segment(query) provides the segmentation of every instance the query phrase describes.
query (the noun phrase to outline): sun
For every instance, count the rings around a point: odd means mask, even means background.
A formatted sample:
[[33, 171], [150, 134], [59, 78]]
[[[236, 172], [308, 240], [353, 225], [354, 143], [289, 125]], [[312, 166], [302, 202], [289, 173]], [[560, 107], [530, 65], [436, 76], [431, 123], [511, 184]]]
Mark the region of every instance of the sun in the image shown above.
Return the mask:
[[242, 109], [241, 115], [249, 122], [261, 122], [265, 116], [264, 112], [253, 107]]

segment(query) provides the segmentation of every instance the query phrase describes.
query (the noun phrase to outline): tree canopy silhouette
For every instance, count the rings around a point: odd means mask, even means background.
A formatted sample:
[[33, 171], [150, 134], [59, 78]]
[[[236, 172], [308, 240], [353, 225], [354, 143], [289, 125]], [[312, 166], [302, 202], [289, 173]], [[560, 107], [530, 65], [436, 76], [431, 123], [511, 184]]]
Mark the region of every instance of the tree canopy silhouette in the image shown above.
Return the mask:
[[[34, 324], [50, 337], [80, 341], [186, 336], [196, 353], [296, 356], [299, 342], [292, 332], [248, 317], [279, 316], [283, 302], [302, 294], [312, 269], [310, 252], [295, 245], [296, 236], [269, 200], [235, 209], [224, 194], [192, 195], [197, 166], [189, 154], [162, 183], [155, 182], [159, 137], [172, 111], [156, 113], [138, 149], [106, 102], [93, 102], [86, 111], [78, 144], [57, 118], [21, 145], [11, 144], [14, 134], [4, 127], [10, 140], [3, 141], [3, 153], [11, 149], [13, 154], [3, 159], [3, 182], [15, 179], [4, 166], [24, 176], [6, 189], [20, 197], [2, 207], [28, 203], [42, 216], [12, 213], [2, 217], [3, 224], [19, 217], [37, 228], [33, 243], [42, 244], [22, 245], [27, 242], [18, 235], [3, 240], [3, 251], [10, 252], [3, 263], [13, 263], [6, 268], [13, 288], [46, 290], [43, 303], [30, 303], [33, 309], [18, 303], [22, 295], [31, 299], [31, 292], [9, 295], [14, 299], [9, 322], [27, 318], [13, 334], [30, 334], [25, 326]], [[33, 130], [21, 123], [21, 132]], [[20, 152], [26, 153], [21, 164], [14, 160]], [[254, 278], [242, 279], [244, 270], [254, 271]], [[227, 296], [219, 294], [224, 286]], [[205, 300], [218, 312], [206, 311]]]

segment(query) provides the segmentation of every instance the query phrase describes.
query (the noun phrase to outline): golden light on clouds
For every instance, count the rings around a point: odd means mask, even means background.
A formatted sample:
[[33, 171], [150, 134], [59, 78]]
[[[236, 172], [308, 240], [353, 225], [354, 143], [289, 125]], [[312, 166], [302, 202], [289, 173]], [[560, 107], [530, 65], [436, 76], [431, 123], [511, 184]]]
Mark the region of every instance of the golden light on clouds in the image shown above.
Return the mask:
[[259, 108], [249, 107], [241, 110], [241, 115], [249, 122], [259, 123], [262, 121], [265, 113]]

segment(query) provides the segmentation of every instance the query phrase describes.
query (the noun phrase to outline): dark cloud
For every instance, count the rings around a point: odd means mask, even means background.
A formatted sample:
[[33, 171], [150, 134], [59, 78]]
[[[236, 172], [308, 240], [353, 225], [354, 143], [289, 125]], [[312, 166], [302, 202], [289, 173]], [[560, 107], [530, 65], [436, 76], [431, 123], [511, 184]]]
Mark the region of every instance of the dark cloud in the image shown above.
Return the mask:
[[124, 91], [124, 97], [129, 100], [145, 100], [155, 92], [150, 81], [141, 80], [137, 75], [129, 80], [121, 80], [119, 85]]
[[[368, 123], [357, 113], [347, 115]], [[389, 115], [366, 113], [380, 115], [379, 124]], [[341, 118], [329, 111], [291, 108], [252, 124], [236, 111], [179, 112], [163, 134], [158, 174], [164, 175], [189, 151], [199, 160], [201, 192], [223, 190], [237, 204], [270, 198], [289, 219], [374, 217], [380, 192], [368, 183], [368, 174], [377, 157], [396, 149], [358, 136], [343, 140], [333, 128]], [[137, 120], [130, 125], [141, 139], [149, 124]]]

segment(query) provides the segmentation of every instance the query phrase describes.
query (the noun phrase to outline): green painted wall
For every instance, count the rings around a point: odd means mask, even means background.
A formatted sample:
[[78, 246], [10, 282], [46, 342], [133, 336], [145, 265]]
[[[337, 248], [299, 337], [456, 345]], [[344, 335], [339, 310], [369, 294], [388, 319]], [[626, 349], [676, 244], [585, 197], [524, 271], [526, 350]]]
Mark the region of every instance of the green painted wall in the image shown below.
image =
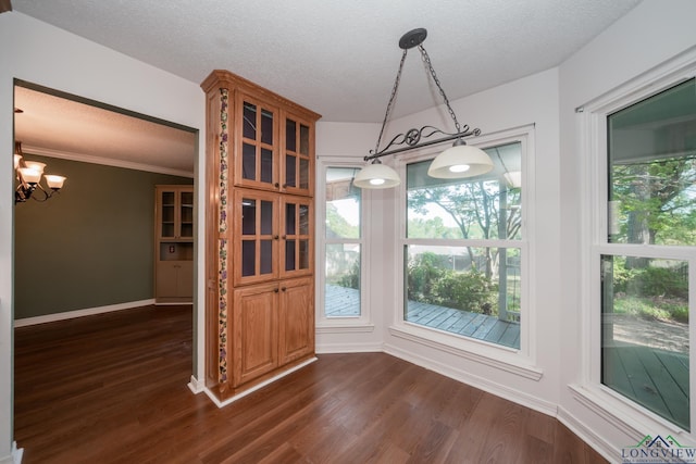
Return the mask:
[[14, 206], [15, 318], [154, 298], [154, 186], [192, 178], [25, 158], [67, 180]]

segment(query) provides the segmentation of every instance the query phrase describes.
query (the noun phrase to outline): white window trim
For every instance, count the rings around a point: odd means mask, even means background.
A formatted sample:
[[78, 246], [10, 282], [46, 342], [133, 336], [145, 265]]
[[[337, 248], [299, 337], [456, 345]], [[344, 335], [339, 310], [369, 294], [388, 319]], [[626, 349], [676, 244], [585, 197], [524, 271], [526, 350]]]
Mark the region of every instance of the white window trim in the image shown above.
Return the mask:
[[[406, 239], [406, 185], [402, 183], [398, 187], [398, 206], [396, 212], [399, 239], [395, 242], [395, 301], [394, 314], [391, 317], [389, 333], [394, 336], [406, 338], [410, 341], [423, 346], [434, 347], [443, 351], [452, 352], [461, 358], [520, 375], [522, 377], [538, 380], [543, 376], [540, 368], [536, 366], [536, 327], [537, 314], [535, 310], [536, 294], [531, 283], [536, 281], [534, 273], [534, 224], [535, 224], [535, 145], [534, 125], [514, 127], [501, 131], [487, 134], [469, 140], [468, 143], [482, 149], [501, 146], [511, 142], [522, 143], [522, 195], [523, 216], [522, 216], [522, 239], [510, 240], [510, 244], [520, 248], [522, 255], [522, 288], [521, 308], [522, 324], [520, 325], [520, 350], [489, 343], [482, 340], [461, 337], [437, 329], [423, 327], [403, 319], [403, 247], [414, 242], [413, 239]], [[401, 178], [406, 178], [406, 165], [409, 163], [434, 158], [444, 146], [431, 147], [426, 150], [409, 153], [399, 156], [395, 161], [395, 166]], [[468, 240], [473, 243], [474, 240]], [[481, 240], [481, 243], [488, 243], [489, 240]], [[449, 242], [448, 242], [449, 243]], [[497, 246], [505, 241], [496, 240]], [[438, 243], [439, 244], [439, 243]], [[443, 243], [445, 244], [445, 243]], [[451, 243], [449, 243], [451, 244]], [[475, 244], [475, 243], [474, 243]]]
[[[601, 384], [601, 314], [599, 262], [602, 254], [674, 258], [688, 261], [689, 314], [696, 314], [696, 250], [694, 247], [655, 247], [609, 243], [607, 240], [607, 116], [696, 76], [696, 48], [576, 109], [577, 153], [581, 162], [581, 375], [569, 385], [575, 399], [627, 435], [669, 431], [696, 441], [696, 401], [691, 401], [692, 432], [644, 409]], [[689, 317], [689, 340], [696, 340], [696, 321]], [[696, 380], [696, 347], [691, 343], [689, 385]]]
[[341, 242], [355, 242], [360, 244], [360, 315], [347, 317], [326, 317], [324, 311], [324, 288], [326, 271], [326, 170], [330, 167], [356, 167], [364, 166], [362, 159], [346, 161], [346, 158], [318, 156], [316, 160], [316, 195], [314, 196], [316, 212], [316, 288], [315, 293], [315, 317], [318, 334], [340, 334], [340, 333], [371, 333], [374, 331], [371, 311], [368, 305], [370, 294], [370, 269], [366, 265], [366, 256], [370, 254], [370, 223], [366, 221], [368, 209], [370, 208], [369, 190], [362, 190], [360, 203], [360, 227], [361, 236], [355, 240], [340, 240]]

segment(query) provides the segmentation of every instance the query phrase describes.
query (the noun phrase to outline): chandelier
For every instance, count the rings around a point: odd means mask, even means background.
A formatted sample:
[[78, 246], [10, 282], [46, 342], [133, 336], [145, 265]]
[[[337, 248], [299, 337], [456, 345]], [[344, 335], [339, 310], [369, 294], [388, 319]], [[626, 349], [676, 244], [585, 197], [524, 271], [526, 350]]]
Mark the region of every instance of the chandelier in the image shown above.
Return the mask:
[[[14, 190], [14, 203], [23, 203], [29, 198], [36, 201], [46, 201], [63, 188], [65, 177], [54, 174], [44, 174], [46, 163], [26, 161], [22, 153], [22, 142], [14, 142], [14, 172], [17, 179], [17, 188]], [[46, 180], [47, 188], [40, 184], [41, 176]]]
[[[423, 47], [425, 37], [427, 37], [427, 30], [424, 28], [418, 28], [406, 33], [399, 40], [399, 47], [403, 50], [399, 70], [384, 114], [384, 121], [382, 122], [382, 129], [377, 137], [377, 143], [375, 145], [374, 150], [370, 151], [370, 155], [364, 156], [364, 161], [372, 161], [372, 163], [368, 164], [356, 175], [353, 184], [357, 187], [382, 189], [398, 186], [401, 183], [399, 175], [391, 167], [382, 164], [380, 158], [449, 140], [455, 140], [452, 147], [443, 151], [431, 163], [431, 166], [427, 170], [427, 174], [431, 177], [464, 178], [485, 174], [493, 170], [493, 161], [488, 154], [476, 147], [468, 146], [464, 141], [465, 137], [477, 136], [481, 134], [481, 130], [477, 128], [470, 129], [468, 125], [462, 126], [459, 124], [459, 121], [457, 121], [455, 111], [445, 95], [445, 89], [443, 89], [443, 86], [435, 74], [435, 68], [431, 63], [431, 59]], [[443, 97], [443, 100], [447, 105], [447, 111], [455, 123], [456, 131], [446, 133], [434, 126], [423, 126], [420, 129], [412, 128], [406, 133], [395, 136], [386, 147], [380, 149], [382, 136], [384, 135], [384, 127], [389, 120], [389, 113], [391, 112], [391, 106], [394, 105], [394, 100], [399, 88], [406, 55], [408, 54], [408, 51], [414, 47], [418, 47], [421, 52], [421, 58], [427, 66], [433, 81], [437, 86], [439, 95]], [[431, 139], [431, 137], [434, 136], [437, 138]]]

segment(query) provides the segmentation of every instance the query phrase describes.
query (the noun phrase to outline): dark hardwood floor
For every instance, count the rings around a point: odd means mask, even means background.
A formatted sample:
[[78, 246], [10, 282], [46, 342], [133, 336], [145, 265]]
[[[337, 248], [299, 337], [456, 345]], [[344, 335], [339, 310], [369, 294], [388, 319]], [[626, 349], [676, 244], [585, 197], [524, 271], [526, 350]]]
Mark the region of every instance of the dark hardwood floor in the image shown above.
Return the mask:
[[223, 409], [187, 388], [190, 306], [15, 330], [23, 463], [600, 463], [552, 417], [382, 353], [319, 361]]

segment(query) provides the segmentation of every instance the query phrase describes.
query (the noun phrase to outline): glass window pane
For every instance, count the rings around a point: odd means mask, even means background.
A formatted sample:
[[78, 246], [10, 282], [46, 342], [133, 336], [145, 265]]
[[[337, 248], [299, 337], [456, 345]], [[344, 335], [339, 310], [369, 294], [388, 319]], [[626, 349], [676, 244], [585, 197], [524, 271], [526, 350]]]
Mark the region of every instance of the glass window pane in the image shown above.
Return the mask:
[[609, 241], [696, 244], [696, 84], [607, 118]]
[[300, 158], [300, 188], [309, 188], [309, 160]]
[[300, 235], [309, 235], [309, 205], [300, 204]]
[[326, 170], [326, 238], [360, 238], [361, 190], [352, 184], [358, 171]]
[[273, 145], [273, 113], [261, 110], [261, 142]]
[[300, 154], [309, 155], [309, 127], [300, 124]]
[[295, 203], [285, 204], [285, 234], [295, 235]]
[[602, 255], [601, 383], [689, 429], [688, 264]]
[[273, 234], [273, 202], [261, 201], [261, 234]]
[[273, 183], [273, 151], [266, 148], [261, 149], [261, 181]]
[[295, 240], [285, 240], [285, 271], [295, 271]]
[[520, 348], [520, 249], [407, 246], [405, 321]]
[[241, 177], [257, 178], [257, 148], [249, 143], [241, 145]]
[[360, 244], [326, 244], [326, 317], [360, 315]]
[[285, 120], [285, 149], [288, 151], [297, 150], [297, 123], [293, 120]]
[[307, 239], [300, 240], [298, 244], [300, 246], [300, 251], [298, 256], [298, 261], [299, 261], [298, 268], [309, 269], [309, 240]]
[[241, 134], [248, 139], [257, 138], [257, 105], [244, 102], [243, 110], [244, 124], [241, 125]]
[[522, 239], [522, 145], [485, 151], [494, 170], [471, 178], [430, 177], [431, 160], [407, 166], [408, 238]]
[[297, 158], [288, 154], [285, 156], [285, 186], [297, 187]]
[[273, 274], [273, 240], [261, 240], [261, 272]]
[[257, 242], [256, 240], [241, 240], [241, 275], [252, 276], [257, 272]]
[[241, 234], [254, 235], [257, 233], [257, 202], [245, 198], [241, 200]]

* * *

**SHORT EXERCISE**
Please write out the records from the start through the line that contains "112], [253, 107]]", switching "sun" to "moon" and leaving everything else as it is.

**ANSWER TO THE PROBLEM**
segment(query) provides the segmentation of every instance the query phrase describes.
query (the noun phrase to outline): moon
For every instance, count the rings around a point: odd means mask, even means background.
A formatted sample:
[[33, 171], [150, 134], [59, 78]]
[[[236, 172], [308, 240], [353, 225], [354, 143], [289, 125]], [[312, 166], [302, 202], [289, 173]], [[560, 107], [530, 65], [436, 76], [431, 123], [511, 184]]]
Mark the region of every instance of the moon in the image shown above.
Return the mask:
[[242, 109], [241, 115], [249, 122], [261, 122], [265, 116], [264, 112], [253, 107]]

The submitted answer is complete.